[Trecho do documento]:
□ □ □ □ □

Quem acompanha o noticiário sobre China deve ter observado que a buzzword do momento, no país, é “prosperidade coletiva”. Os esforços do governo, os anúncios das empresas privadas, os novos programas de educação…quase tudo toca direta ou indiretamente no compromisso que o país assumiu em fazer as bonanças da China-maravilha chegar até as franjas de sua pirâmide social.
Para nós, brasileiros, ouvir políticos prometendo esforços por “justiça social” pode soar como pura hipocrisia, mas, no caso chinês, há um curioso esforço em combater a pobreza e diminuir a distância entre os super-ricos e os pobres ou mesmo a classe média chinesa, com crescente dificuldade de manter seu padrão de consumo.
Parte desta tarefa já foi cumprida em 2020. Em plena pandemia, o país anunciou ter retirado da miséria os últimos sete milhões de chineses que viviam “abaixo da linha da pobreza”.
Todo este trabalho levou prestigiosos veículos ocidentais a discutir se, afinal, a China decidiu se reencontrar com o marxismo que esteve na base de sua revolução maoísta, em 1949, e parece ter sido deixado no fundo de um baú esquecido no porão, desde 1979, quando Deng Xiaoping iniciou as reformas “capitalistas” do país.
“Mudanças na China: o esforço de Xi Jinping para retornar ao socialismo”. Este é, por exemplo, o título de uma reportagem especial assinada pelo correspondente da BBC em Pequim, em que aborda o projeto chinês para levar mais dinheiro ao bolso de seus cidadãos menos favorecidos.
É possível, porém improvável, que uma compaixão comunista tenha se acendido no coração dos burocratas chineses.
Após anos pregando a ideia de “socialismo com características chinesas”, em que se pratica o centralismo político socialista com o máximo de liberdade econômica para os agentes privados, os burocratas gostariam, agora, que tais “agentes” dessem sua contribuição à sociedade.
As intenções reais por trás deste processo podem ser mais pragmáticas e visariam manter aquecida a economia chinesa, o que, em última análise, objetiva manter a força e a legitimidade do atual governo.

□ □ □ □ □

[Os dados]:
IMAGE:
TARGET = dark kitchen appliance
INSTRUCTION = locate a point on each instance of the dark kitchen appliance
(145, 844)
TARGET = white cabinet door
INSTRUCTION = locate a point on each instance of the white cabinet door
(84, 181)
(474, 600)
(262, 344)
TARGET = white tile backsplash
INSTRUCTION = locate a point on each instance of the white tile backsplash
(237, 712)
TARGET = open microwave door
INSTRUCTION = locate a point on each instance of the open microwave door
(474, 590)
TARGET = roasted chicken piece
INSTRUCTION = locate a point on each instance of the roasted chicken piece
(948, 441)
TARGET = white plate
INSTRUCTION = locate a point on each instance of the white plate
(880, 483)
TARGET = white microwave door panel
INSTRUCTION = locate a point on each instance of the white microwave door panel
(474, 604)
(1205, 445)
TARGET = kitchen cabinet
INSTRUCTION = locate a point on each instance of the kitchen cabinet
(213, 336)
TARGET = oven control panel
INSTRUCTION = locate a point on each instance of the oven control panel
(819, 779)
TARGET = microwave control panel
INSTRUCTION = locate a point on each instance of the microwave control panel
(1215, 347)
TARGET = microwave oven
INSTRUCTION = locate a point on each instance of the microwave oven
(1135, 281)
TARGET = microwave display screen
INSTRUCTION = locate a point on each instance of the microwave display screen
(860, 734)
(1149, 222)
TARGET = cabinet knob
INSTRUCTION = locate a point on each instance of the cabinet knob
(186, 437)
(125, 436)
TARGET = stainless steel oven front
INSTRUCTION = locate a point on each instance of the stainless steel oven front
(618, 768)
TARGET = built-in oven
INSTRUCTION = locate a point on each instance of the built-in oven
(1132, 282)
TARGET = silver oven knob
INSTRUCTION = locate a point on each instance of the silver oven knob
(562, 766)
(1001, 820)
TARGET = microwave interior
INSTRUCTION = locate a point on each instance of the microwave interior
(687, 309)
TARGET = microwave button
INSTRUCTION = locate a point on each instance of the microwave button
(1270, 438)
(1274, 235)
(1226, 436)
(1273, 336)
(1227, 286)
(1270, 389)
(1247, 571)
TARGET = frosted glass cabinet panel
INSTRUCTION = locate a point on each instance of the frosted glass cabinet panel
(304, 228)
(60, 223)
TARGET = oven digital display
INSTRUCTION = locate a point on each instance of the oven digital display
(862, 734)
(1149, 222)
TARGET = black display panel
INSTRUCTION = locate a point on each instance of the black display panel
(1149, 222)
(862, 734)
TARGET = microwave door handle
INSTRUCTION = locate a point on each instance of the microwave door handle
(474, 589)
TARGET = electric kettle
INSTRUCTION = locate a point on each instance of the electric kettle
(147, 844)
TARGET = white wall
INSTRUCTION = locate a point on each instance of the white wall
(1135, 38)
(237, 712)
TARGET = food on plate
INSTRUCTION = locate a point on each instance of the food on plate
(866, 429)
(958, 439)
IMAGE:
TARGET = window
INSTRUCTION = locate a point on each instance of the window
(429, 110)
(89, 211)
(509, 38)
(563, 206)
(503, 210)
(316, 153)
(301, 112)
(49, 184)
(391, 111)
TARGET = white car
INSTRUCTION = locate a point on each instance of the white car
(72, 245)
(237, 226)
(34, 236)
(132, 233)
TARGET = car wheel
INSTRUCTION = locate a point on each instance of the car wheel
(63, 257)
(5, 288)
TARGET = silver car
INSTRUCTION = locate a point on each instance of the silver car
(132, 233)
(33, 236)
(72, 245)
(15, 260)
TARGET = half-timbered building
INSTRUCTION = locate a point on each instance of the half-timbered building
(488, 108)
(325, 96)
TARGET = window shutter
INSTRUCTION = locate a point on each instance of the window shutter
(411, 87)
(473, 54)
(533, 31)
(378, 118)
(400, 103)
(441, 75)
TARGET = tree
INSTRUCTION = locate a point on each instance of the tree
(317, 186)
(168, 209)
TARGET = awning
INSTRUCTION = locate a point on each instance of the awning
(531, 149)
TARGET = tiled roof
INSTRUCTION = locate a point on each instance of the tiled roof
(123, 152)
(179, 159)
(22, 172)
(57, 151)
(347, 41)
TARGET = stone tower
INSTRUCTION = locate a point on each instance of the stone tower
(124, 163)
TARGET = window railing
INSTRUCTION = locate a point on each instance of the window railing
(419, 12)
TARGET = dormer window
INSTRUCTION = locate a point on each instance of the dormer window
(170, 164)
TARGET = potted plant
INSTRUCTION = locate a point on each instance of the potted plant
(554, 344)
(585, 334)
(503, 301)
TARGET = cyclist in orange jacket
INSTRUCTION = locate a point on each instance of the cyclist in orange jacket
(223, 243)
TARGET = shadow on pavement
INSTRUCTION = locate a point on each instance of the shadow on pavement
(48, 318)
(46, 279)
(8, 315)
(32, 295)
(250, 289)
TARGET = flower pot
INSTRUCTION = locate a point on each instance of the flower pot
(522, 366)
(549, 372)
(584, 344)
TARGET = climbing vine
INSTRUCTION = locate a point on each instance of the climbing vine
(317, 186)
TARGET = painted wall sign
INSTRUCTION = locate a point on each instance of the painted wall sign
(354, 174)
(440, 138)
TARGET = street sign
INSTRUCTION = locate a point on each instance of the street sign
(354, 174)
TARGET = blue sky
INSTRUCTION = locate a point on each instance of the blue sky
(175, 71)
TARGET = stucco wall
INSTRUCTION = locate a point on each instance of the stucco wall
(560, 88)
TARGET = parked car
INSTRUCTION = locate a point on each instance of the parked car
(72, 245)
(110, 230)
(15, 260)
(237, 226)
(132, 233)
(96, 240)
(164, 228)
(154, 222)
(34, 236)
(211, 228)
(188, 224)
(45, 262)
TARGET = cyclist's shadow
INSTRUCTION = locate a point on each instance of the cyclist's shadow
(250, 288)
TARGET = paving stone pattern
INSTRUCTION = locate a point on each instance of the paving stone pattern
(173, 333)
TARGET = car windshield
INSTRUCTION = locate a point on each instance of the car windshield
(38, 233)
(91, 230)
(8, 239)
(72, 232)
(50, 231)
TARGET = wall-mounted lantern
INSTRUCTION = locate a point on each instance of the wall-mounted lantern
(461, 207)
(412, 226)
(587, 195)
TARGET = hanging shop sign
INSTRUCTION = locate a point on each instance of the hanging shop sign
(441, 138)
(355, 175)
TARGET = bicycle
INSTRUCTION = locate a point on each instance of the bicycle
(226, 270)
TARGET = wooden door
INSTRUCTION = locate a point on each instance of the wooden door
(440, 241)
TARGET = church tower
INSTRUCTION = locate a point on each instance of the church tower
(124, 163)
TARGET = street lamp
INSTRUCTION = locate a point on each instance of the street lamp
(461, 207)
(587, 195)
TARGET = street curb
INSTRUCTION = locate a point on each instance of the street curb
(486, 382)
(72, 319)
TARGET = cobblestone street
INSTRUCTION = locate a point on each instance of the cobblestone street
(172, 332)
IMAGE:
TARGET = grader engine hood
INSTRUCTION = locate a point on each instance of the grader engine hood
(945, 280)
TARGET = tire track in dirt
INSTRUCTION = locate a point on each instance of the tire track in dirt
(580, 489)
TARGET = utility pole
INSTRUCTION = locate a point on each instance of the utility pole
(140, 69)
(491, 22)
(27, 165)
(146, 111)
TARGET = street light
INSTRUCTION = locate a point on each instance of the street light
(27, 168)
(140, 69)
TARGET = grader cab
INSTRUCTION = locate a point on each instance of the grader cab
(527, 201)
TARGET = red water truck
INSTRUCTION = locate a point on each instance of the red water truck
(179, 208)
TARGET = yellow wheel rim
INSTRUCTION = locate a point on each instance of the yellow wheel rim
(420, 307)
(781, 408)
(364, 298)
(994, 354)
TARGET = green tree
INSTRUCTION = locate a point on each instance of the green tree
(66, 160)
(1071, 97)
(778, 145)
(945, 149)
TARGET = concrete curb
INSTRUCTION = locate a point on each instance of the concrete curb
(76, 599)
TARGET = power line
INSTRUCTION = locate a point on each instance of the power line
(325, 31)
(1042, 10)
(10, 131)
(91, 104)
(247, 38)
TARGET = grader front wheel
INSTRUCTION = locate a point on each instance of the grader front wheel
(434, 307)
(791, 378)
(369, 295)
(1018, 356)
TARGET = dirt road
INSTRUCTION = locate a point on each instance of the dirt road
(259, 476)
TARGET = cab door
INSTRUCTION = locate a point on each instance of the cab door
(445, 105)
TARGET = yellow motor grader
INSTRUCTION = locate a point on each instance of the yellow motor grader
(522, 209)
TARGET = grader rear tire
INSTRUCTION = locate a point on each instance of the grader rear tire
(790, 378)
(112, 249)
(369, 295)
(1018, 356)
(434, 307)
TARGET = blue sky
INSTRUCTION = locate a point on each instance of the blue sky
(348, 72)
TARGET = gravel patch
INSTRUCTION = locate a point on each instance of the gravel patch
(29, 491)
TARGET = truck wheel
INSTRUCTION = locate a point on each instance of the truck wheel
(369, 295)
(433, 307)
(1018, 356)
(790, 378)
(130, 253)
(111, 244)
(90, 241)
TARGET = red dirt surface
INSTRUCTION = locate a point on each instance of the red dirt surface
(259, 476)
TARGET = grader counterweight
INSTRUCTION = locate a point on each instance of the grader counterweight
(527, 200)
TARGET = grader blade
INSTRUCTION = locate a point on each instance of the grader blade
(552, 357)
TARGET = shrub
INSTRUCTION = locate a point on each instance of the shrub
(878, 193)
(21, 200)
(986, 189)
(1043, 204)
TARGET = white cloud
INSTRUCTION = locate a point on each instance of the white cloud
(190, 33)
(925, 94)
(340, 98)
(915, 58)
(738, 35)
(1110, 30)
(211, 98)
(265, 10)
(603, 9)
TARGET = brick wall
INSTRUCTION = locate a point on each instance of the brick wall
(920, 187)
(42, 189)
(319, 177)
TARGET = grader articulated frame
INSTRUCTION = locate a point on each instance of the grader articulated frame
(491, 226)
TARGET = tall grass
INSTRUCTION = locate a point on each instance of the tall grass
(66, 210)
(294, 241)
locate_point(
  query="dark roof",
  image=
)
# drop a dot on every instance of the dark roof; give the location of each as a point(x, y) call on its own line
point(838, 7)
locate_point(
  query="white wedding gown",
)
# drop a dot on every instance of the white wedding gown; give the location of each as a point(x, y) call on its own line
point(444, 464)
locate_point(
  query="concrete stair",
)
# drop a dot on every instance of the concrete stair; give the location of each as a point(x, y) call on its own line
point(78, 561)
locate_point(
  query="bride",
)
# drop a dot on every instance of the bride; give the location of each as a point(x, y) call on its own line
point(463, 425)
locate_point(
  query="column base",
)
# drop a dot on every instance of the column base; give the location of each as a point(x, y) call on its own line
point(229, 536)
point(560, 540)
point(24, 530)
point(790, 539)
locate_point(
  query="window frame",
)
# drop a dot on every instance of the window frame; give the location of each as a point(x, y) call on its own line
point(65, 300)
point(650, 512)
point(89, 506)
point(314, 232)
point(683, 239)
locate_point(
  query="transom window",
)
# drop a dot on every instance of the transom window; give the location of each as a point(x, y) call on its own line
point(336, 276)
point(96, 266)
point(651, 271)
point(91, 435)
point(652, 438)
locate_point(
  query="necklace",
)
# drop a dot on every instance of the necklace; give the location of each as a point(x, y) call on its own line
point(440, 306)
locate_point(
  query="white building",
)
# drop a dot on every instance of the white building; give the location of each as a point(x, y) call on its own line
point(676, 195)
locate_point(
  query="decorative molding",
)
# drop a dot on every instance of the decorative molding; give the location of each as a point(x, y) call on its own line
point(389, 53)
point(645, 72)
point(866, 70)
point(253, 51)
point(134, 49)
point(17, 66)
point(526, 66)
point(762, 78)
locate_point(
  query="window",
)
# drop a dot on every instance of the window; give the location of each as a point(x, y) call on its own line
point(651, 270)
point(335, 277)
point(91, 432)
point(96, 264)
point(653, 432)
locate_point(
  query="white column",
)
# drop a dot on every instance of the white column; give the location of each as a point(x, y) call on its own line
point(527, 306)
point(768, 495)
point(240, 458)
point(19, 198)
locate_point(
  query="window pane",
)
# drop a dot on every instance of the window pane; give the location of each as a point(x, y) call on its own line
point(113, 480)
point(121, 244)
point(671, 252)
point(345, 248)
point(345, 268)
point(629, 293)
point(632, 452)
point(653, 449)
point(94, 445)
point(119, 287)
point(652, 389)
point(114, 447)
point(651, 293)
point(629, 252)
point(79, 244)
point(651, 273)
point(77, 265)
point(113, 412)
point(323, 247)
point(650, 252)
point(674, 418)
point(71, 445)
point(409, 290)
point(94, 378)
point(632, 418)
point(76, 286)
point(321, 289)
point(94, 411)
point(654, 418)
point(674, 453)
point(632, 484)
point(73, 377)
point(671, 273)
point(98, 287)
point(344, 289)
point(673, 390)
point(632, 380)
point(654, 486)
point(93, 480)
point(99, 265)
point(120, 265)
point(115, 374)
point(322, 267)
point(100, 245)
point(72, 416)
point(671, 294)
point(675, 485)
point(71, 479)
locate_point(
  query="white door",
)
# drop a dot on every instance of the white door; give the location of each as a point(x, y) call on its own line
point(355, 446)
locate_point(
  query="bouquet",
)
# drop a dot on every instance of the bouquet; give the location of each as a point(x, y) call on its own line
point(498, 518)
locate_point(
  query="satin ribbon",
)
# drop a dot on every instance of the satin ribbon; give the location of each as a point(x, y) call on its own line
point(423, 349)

□ □ □ □ □

[Atividade A]: Segundo o texto sobre a prosperidade coletiva na China, quantos chineses o país anunciou ter retirado da miséria em 2020?
[Atividade B]: Quais são todos os anos citados no texto sobre a prosperidade coletiva na China?
[Atividade C]: Prossiga com o texto sobre a prosperidade coletiva na China a partir do ponto em que ele termina.

[Sua resposta A]: Os últimos sete milhões de chineses que viviam abaixo da linha da pobreza.

[Sua resposta B]: 2020, 1949 e 1979.

[Sua resposta C]:
Notemos que, dos anos 80 até 2008, a China cresceu fortemente apoiada em exportações, o que ficou inviável após a crise do subprime americano e, mais difícil ainda, com a guerra comercial que os Estados Unidos impõem ao país.
Bem, daí em diante a economia local cresceu muito apoiada no investimento interno. Mas o dinheiro dos bancos provinciais e de Pequim rareou após duas décadas de gastos massivos. Logo, qual a saída para o crescimento? Aumentar o consumo das famílias. E para que elas o façam é preciso que mais dinheiro chegue a seus bolsos. Se possível, saindo do bolso dos mais ricos, que não vão consumir menos, se ficarem só um pouco menos ricos.
Nos Estados Unidos, por exemplo, calcula-se que 68% do PIB nacional seja consumo. Na China, este indicador está na casa dos 40%.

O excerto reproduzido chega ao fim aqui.